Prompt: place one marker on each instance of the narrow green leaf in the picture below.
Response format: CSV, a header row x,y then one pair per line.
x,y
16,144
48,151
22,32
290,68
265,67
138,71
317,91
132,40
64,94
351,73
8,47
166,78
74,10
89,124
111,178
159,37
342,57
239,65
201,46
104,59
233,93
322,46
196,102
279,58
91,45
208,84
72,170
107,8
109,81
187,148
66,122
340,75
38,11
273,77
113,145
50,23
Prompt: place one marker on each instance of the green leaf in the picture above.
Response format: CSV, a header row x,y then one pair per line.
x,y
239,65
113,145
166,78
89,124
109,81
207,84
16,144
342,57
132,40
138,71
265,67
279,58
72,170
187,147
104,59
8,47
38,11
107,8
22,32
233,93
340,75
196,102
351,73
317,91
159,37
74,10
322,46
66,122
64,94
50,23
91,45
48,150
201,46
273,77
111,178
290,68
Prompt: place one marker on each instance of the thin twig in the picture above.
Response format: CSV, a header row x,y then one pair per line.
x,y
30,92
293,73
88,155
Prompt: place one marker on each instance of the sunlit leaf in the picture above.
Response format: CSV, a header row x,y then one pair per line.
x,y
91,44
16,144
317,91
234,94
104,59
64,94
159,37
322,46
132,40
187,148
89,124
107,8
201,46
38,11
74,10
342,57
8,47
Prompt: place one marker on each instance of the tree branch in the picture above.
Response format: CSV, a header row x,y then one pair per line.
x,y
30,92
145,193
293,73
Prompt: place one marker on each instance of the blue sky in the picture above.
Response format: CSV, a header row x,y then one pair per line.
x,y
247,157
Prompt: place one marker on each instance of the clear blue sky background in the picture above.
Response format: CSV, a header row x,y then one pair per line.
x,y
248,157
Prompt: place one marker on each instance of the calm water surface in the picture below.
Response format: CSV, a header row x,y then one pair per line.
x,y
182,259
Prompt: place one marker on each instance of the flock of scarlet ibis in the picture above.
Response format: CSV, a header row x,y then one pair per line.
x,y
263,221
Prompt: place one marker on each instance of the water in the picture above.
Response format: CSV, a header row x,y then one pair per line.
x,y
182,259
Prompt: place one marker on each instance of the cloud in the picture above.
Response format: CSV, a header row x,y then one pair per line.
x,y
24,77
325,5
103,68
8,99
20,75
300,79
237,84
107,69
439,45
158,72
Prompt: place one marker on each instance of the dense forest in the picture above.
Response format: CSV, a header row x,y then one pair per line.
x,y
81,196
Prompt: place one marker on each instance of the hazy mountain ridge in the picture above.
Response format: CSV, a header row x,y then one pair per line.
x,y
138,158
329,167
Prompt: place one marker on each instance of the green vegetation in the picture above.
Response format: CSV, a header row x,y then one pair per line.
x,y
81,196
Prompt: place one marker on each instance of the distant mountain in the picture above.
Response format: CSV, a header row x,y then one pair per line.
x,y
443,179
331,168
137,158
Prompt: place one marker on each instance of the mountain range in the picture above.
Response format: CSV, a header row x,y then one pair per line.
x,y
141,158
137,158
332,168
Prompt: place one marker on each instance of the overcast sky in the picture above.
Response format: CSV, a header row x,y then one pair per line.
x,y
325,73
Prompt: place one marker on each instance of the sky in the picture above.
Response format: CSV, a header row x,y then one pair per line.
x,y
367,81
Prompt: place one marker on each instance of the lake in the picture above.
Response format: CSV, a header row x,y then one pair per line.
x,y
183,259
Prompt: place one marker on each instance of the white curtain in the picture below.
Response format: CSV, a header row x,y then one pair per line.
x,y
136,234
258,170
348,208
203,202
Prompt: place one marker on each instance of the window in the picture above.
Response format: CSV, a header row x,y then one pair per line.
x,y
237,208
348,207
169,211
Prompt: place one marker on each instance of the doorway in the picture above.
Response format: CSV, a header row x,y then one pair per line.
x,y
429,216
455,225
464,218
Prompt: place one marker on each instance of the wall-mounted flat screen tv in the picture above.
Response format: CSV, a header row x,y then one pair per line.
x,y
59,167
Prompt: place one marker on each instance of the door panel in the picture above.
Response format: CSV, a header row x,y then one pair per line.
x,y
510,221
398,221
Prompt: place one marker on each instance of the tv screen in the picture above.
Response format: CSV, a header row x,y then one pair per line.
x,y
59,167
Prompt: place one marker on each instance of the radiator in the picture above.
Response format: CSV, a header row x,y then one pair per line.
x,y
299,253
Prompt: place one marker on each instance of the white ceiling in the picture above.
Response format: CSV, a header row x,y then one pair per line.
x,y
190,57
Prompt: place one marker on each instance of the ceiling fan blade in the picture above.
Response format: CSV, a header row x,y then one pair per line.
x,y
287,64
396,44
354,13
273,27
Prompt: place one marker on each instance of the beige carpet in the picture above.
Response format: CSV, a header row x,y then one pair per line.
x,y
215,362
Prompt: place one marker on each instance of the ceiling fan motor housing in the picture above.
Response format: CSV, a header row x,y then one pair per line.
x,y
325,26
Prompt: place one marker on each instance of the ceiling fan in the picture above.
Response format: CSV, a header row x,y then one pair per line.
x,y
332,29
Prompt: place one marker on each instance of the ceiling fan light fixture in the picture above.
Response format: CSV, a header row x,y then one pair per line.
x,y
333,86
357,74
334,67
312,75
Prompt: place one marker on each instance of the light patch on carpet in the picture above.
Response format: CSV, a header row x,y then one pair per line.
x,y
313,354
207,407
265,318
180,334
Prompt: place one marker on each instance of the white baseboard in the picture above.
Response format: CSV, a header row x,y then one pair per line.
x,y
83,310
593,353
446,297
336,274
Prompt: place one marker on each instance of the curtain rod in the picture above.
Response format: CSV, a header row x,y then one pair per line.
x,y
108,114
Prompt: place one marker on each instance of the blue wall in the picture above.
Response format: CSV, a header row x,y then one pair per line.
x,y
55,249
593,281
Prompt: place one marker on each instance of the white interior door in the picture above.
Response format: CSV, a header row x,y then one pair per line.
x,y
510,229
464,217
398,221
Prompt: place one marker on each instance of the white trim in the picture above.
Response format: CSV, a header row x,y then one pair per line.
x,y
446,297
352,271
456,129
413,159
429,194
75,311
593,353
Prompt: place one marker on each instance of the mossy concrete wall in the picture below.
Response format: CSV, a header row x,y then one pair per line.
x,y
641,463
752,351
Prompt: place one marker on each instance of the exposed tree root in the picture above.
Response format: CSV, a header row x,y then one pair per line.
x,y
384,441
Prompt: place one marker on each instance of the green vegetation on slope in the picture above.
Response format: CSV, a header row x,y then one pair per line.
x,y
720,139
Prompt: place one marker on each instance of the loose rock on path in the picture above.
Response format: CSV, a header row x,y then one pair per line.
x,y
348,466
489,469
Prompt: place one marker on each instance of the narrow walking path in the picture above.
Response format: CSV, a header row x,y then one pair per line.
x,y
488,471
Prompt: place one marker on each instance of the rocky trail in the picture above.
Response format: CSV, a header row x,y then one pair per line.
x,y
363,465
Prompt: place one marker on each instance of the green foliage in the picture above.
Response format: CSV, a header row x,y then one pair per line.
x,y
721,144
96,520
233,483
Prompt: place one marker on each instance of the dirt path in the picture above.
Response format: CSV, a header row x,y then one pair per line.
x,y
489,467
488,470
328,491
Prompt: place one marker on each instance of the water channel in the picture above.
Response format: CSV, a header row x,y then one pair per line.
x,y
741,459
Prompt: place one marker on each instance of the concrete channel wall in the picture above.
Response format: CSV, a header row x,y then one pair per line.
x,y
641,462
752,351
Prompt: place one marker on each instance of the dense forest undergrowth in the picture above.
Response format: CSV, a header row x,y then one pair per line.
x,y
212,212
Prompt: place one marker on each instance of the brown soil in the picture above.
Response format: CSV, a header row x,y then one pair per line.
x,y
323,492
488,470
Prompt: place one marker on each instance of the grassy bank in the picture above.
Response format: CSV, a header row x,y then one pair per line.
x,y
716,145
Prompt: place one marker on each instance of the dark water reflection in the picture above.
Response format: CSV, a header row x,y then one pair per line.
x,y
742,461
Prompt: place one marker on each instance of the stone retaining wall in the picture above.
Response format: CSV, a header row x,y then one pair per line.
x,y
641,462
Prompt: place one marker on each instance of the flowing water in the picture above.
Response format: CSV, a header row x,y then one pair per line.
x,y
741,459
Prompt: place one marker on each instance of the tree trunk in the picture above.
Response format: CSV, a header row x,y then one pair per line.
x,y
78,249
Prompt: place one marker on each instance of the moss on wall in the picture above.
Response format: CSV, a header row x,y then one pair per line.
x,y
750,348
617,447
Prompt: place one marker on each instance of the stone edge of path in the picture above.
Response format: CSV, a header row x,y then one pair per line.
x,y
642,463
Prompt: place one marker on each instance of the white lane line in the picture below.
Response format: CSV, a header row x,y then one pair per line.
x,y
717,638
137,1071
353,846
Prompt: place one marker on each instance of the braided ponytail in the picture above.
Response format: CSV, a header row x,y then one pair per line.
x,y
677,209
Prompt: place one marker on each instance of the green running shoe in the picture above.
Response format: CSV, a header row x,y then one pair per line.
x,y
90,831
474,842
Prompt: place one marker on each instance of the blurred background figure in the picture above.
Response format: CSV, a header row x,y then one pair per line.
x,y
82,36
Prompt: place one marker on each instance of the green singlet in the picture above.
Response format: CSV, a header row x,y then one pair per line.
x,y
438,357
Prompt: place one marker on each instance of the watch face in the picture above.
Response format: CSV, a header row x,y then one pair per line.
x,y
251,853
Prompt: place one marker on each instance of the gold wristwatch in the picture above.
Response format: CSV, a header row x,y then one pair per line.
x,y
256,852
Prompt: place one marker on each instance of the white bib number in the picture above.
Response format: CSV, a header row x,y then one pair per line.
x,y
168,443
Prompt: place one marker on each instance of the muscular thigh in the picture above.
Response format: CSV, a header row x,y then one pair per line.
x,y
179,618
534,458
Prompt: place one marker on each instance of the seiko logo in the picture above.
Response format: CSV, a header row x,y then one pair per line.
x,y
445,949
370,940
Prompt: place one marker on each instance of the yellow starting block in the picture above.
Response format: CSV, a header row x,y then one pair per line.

*PROBLEM DETAILS*. Please copy every line of the records above in which "concrete" appears.

*TASK SOLUTION*.
Prompt: place one marker on each instance of the mossy concrete wall in the picture below.
Prompt: place one marker on each instance of the concrete channel wall in the picture above.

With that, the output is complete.